Data excerpts:
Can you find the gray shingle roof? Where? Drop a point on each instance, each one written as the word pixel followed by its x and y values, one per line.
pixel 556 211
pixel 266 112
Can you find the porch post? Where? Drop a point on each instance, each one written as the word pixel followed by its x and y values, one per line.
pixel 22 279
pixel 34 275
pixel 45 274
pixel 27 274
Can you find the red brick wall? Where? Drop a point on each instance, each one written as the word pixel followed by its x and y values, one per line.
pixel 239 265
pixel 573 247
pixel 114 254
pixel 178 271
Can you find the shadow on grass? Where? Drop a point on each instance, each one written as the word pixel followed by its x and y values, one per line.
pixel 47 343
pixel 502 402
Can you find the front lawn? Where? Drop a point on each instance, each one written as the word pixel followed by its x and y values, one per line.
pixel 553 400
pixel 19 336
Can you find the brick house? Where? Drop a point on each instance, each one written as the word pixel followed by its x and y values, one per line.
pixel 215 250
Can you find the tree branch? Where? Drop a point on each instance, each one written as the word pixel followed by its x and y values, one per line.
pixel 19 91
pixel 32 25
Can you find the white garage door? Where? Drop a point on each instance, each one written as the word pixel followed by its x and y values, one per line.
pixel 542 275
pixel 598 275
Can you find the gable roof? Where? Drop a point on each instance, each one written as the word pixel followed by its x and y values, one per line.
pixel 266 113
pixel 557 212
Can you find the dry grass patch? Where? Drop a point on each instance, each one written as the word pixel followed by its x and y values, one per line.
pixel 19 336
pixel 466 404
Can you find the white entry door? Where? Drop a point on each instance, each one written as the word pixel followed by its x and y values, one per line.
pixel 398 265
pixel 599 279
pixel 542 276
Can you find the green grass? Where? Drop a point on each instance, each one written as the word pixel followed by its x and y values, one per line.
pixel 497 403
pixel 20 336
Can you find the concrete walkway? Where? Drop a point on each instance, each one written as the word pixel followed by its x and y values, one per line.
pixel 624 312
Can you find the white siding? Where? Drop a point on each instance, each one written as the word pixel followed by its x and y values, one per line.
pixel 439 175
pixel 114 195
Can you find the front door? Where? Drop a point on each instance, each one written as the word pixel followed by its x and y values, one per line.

• _YOUR TASK_
Copy out each line above, character for character.

• _ANSWER SECTION_
Can you find the gray shingle roof? Where? Drop a point on each instance, each one written as the word pixel followed by its x and y values, one per line.
pixel 556 211
pixel 266 112
Can you find the porch post? Where? Drop a point on each instance, each one written as the word pixel followed by its x and y values, one per line.
pixel 22 279
pixel 34 275
pixel 45 274
pixel 27 274
Can you find the red brick wall? Where? Drop a point on each instance, each one written as the word pixel followed by its x and y values, one per line.
pixel 239 265
pixel 573 247
pixel 114 254
pixel 178 271
Can you find the shadow on grass? Where? Drop a point on each instance, each one written as the word pixel followed by its x and y values, one per line.
pixel 47 343
pixel 502 402
Can you find the front lawn? Where? Drop a point on each instance, each one written as the word pixel followed by its x and y values, one per line.
pixel 553 400
pixel 19 336
Can you find the brick house? Where? Drop a point on each instance, each one written as the word pixel followed by its x and y values, one per line.
pixel 215 250
Can you find the tree branch? Where? Drop a point on each instance, each one written as the word pixel followed by its x and y values, one per line.
pixel 19 91
pixel 32 25
Can you find the white garage door? Where? Drop a point on each instance, each one written as the word pixel followed by its x and y values, one per line.
pixel 542 275
pixel 598 275
Can you find the gable roof? Where? Drop a point on each instance, each one written as the word pixel followed by its x and y values, one per line.
pixel 266 113
pixel 557 212
Can you find the dry grass patch? Where? Drop a point on each instance, each one written as the word pixel followed by its x and y values, one per line.
pixel 19 336
pixel 466 404
Can you find the white entry door? Where? Drop a point on each instance, each one written as the word pixel followed by its x and y values, one per line.
pixel 398 265
pixel 599 279
pixel 542 276
Can you find the green grass? Where? Drop a point on each instance, each one written as the word pixel followed by its x and y values, one per line.
pixel 497 403
pixel 20 336
Can you find the concrete walkway? Where? Drop a point on each instance, each one written as the word pixel followed by its x and y values, one per line.
pixel 624 312
Can you find the white siding? Where? Drop a point on each instance, each one written as the word pixel followed by its x and y values, one per line.
pixel 439 175
pixel 114 195
Can you find the front door? Where? Drop a point on each instance, each one written as the word pixel followed by its x and y values, one per line.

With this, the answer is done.